EXERCISE OBJECTIVE:
Change "white cloud" to "gray cloud" throughout the entries below, and write them out again with nothing else altered. Leave out the pictures.

ENTRIES SUPPLIED:
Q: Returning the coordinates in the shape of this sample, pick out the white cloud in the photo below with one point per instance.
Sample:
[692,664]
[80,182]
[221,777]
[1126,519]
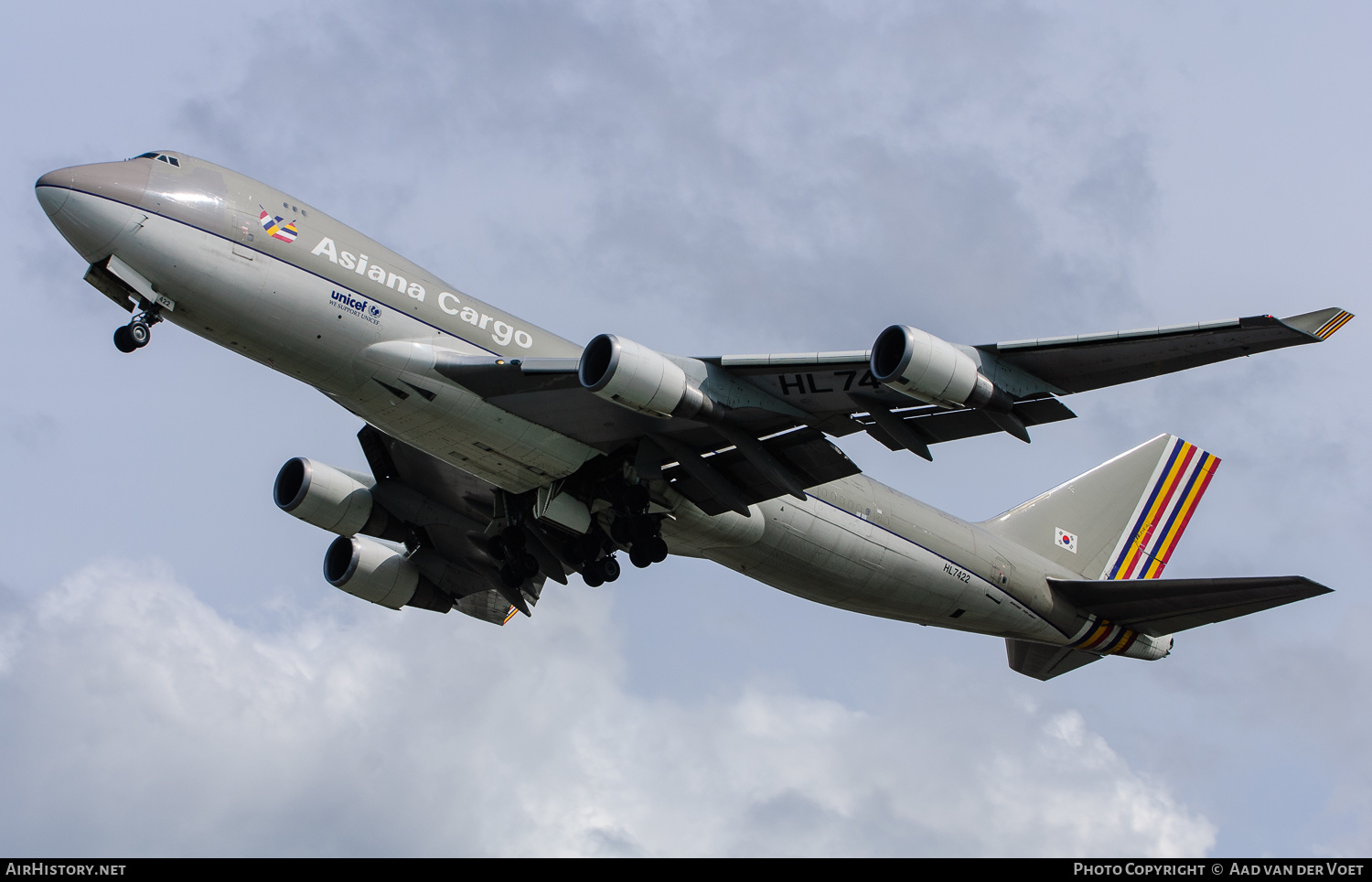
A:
[139,720]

EXERCISE SOLUTION:
Q: Returning the coordinates in the shape of this sample, pick out the gray cloud in the photo below with one point per instance.
Sample:
[692,664]
[80,182]
[221,777]
[1126,519]
A:
[139,720]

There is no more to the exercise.